Appellation that designates wine in San Luis Obispo County, CA

York Mountain is an American Viticultural Area (AVA) in San Luis Obispo (SLO) County, California. It lies within the larger Central Coast AVA located on the eastern side of the Santa Lucia Mountains and west of Paso Robles viticultural area. The mountainous terrain features vineyards that are mostly cultivated at an elevation around 1500 ft. York Mountain climate is cooler and wetter than Paso Robles being just 7 mi from the Pacific Ocean. It was established as the nation's 40^{th}, the state's 26^{th} and the county's third appellation on August 24, 1983 by the Bureau of Alcohol, Tobacco and Firearms (ATF), Treasury after reviewing the petition submitted by Stephen and Max Goldman, owners of York Mountain Winery, proposing a viticultural area named "York Mountain." Historically, Andrew York, a British immigrant, planted the first vineyard on York Mountain in the 1870s and established Ascension Winery, the first bonded winery in the Central Coast. It survived through Prohibition and later renamed York Mountain Winery, staying in the York family until 1970 when it was purchased by Max Goldman.

**What you need to do**: Write the next portion of the York Mountain passage, beginning right after its last sentence. The data after this point is unrelated to the York Mountain passage.

**Study material**:
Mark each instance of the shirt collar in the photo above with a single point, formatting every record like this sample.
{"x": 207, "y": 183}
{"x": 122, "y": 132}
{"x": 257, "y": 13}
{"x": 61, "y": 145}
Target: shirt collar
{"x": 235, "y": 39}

**Your response**:
==Terroir==
York Mountain viticultural area is distinguished from surrounding areas by being 7 mi from the Pacific Ocean and the influence of the cool maritime fog. The area is situated on the eastern slopes of the Santa Lucia Range where elevations range from 1512 to 1678 ft and rainfall averages 45 to 50 in annually compared to the 15 to 20 in in the neighboring inland Paso Robles areas and a classification of Region I as compared to Regions III and IV in the adjacent areas.
The area is "dry farmed." The low supply of ground water is inadequate for irrigation, providing only a small amount in potting water to establish the grape vines during the first two years of root formation and growth. Dry farming results in low grape yields and wines with concentrated flavor characteristics. The USDA plant hardiness zone is 8b to 9a.

==Viticulture==
After subsequent ownerships, York Mountain Winery was renamed "Epoch Estate Wines" that restored the historic York Mountain Winery building as their Tasting Room. Pinot Noir, Cabernet Sauvignon, Syrah, Chardonnay and Cabernet Franc are commercially grown in the AVA.